- _Source_
Une élection à trois tours

Si les commentateurs conviennent que le premier tour est déjà plié, comme si l’actualité en imposait le résultat, à savoir que l’électeur devrait s’y plier, ils se focalisent surtout sur le second, mais en oubliant le troisième, le seul décisif.

De fait, la classe médiatique en est restée au temps des partis, cette époque défunte où la politique était faite par des partis politiques qui se distribuaient ou s’échangeaient postes et pouvoir. Mais ce temps n’est plus, je l’ai assez dit ici. Après la fin sans retour possible du PS, avec l’agonie de LR, il nous faut bien convenir que nous avons changé d’époque. Dans l’ancien monde, on savait que le Président élu n’aurait aucun mal à trouver sa majorité. Ce fut d’ailleurs l’une des raisons de la modification constitutionnelle de 2000 : éviter l’alternance. Et cette réforme, qui correspondit à une présidentialisation du régime, répondait surtout à une logique imparable. Si les électeurs choisissent pour les gouverner un parti politique, alors, s’ils le font dans le même temps pour l’Élysée et le Palais Bourbon, ces choix doivent permettre d’obtenir à coup sûr, et un Président et une Assemblée congruents à leurs vœux et cohérents. Mais l’électorat étant changeant comme le temps en Bretagne, encore fallait-il que ce choix fût fait pour ces deux lieux différents, dans le même temps.

Entrées d'annotation par coordonnées
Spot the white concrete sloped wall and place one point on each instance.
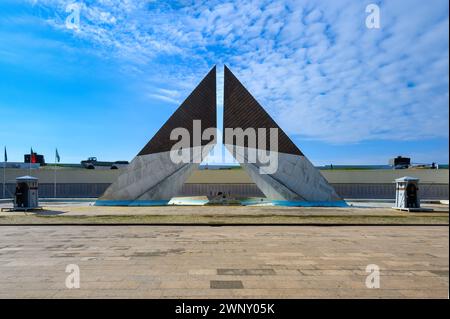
(154, 177)
(294, 177)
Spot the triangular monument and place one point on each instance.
(152, 178)
(283, 173)
(295, 181)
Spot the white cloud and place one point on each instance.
(313, 65)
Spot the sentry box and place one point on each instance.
(407, 194)
(26, 194)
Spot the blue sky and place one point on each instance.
(346, 94)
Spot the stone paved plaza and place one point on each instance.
(224, 262)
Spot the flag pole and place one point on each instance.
(4, 175)
(31, 156)
(54, 187)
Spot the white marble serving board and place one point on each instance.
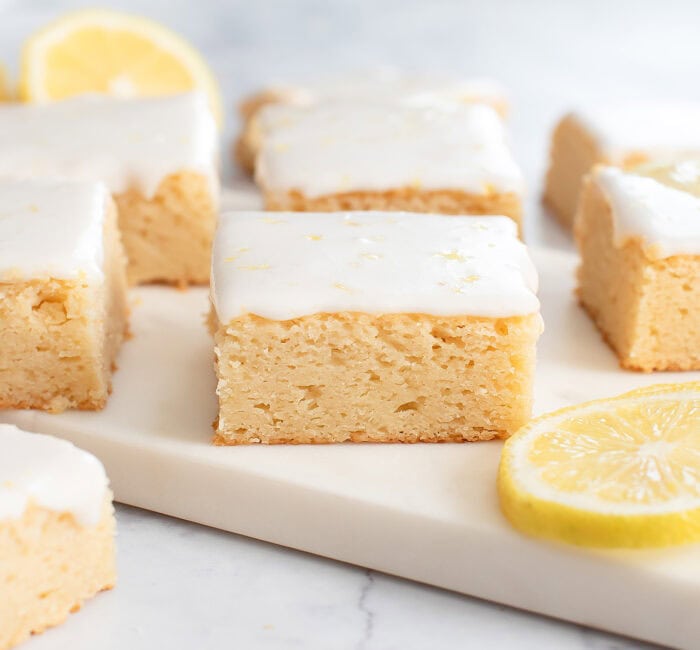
(425, 512)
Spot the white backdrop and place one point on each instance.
(187, 586)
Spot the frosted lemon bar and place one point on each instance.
(622, 135)
(62, 294)
(56, 532)
(448, 158)
(371, 327)
(382, 84)
(158, 156)
(639, 237)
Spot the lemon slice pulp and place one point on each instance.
(621, 472)
(102, 51)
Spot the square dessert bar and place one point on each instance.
(622, 135)
(157, 156)
(639, 238)
(63, 310)
(444, 158)
(56, 532)
(382, 84)
(371, 327)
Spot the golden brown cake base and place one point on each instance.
(60, 338)
(354, 377)
(49, 565)
(404, 199)
(168, 237)
(573, 153)
(647, 310)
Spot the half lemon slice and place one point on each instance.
(621, 472)
(102, 51)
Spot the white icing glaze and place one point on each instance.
(125, 143)
(50, 473)
(282, 265)
(654, 128)
(392, 85)
(665, 219)
(354, 146)
(51, 229)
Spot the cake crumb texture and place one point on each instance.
(647, 310)
(330, 378)
(49, 565)
(168, 237)
(406, 199)
(60, 338)
(573, 153)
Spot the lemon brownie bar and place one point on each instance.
(639, 237)
(622, 135)
(56, 532)
(382, 84)
(371, 327)
(62, 294)
(448, 159)
(158, 156)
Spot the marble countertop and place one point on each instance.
(185, 586)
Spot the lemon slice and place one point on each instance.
(620, 472)
(102, 51)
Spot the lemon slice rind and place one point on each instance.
(537, 508)
(34, 86)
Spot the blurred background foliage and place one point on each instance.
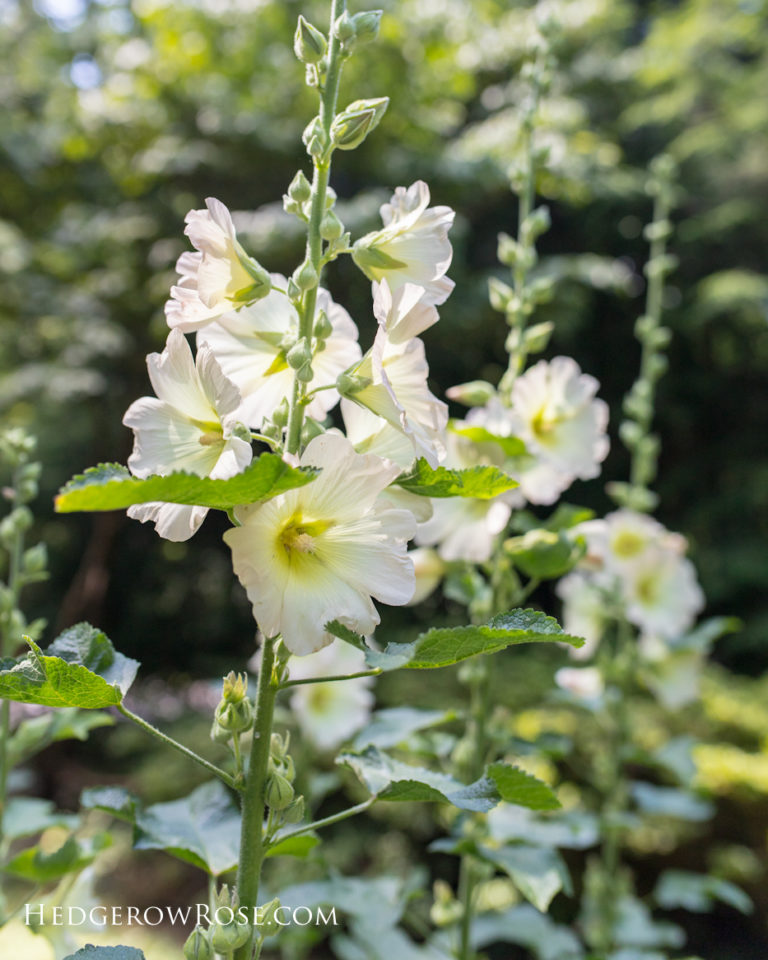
(119, 117)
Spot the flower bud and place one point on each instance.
(305, 276)
(323, 327)
(279, 792)
(366, 26)
(353, 124)
(331, 228)
(281, 413)
(294, 812)
(300, 189)
(299, 354)
(198, 946)
(309, 44)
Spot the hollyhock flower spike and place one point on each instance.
(218, 278)
(191, 425)
(251, 346)
(413, 245)
(322, 551)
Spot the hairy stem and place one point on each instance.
(253, 845)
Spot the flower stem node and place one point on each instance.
(305, 276)
(353, 124)
(226, 937)
(198, 946)
(279, 792)
(309, 44)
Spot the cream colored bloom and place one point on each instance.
(322, 551)
(661, 593)
(191, 425)
(555, 413)
(398, 392)
(251, 344)
(404, 314)
(412, 247)
(218, 278)
(328, 714)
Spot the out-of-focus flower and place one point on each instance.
(395, 377)
(251, 346)
(429, 570)
(329, 713)
(218, 278)
(322, 551)
(191, 425)
(584, 613)
(412, 247)
(661, 593)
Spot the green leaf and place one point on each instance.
(395, 724)
(40, 867)
(444, 646)
(517, 786)
(698, 892)
(89, 952)
(110, 486)
(25, 816)
(33, 735)
(300, 846)
(511, 446)
(539, 873)
(80, 668)
(671, 802)
(202, 829)
(118, 801)
(390, 779)
(480, 483)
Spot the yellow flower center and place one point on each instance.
(298, 535)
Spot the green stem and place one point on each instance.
(314, 251)
(347, 676)
(253, 846)
(6, 650)
(328, 821)
(170, 742)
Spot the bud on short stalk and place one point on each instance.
(309, 44)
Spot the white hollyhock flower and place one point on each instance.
(404, 314)
(251, 344)
(322, 551)
(329, 713)
(586, 683)
(191, 425)
(412, 247)
(397, 391)
(661, 593)
(219, 277)
(555, 413)
(584, 611)
(462, 528)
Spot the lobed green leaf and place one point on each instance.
(479, 483)
(110, 486)
(80, 668)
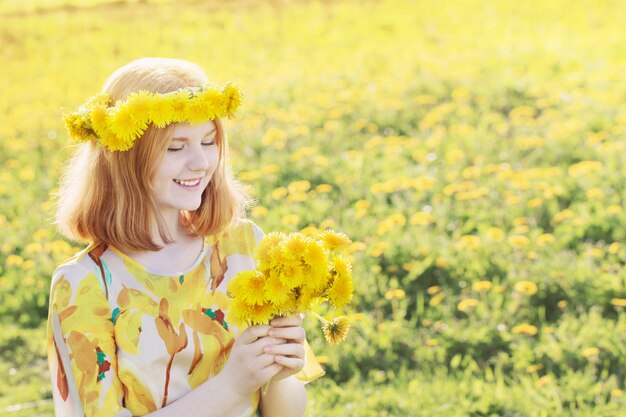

- _Consignes_
1 – Relevez toutes les lignes du listing qui contiennent le mot « green ».
2 – Poursuivez le texte sur l'élection à trois tours à partir de sa dernière phrase.
Le texte et le listing n'ont aucun rapport entre eux.

- _Réponses_
1 –
Spot the green leaf and place one point on each instance.
Spot the green stem and place one point on each instance.
Spot the lobed green leaf and place one point on each instance.

2 –
Mais aujourd’hui, le choix ne se fait plus pour des partis, à tel point que des candidats qui ne sont pas des produits partisans (Macron, Zemmour) peuvent espérer l’emporter. Et les logiques qui président à l’élection d’un Président ou d’un Député sont donc différentes, avec le risque que le locataire de l’Élysée n’ait pas de majorité, donc qu’il ne puisse gouverner, donc qu’il ne soit pas vraiment Président – en exercice. Car, dans une logique présidentialiste, un président de cohabitation n’est pas plus président que Medvedev ne l’était en 2012 en Russie, ou du moins ne l’est qu’en titre.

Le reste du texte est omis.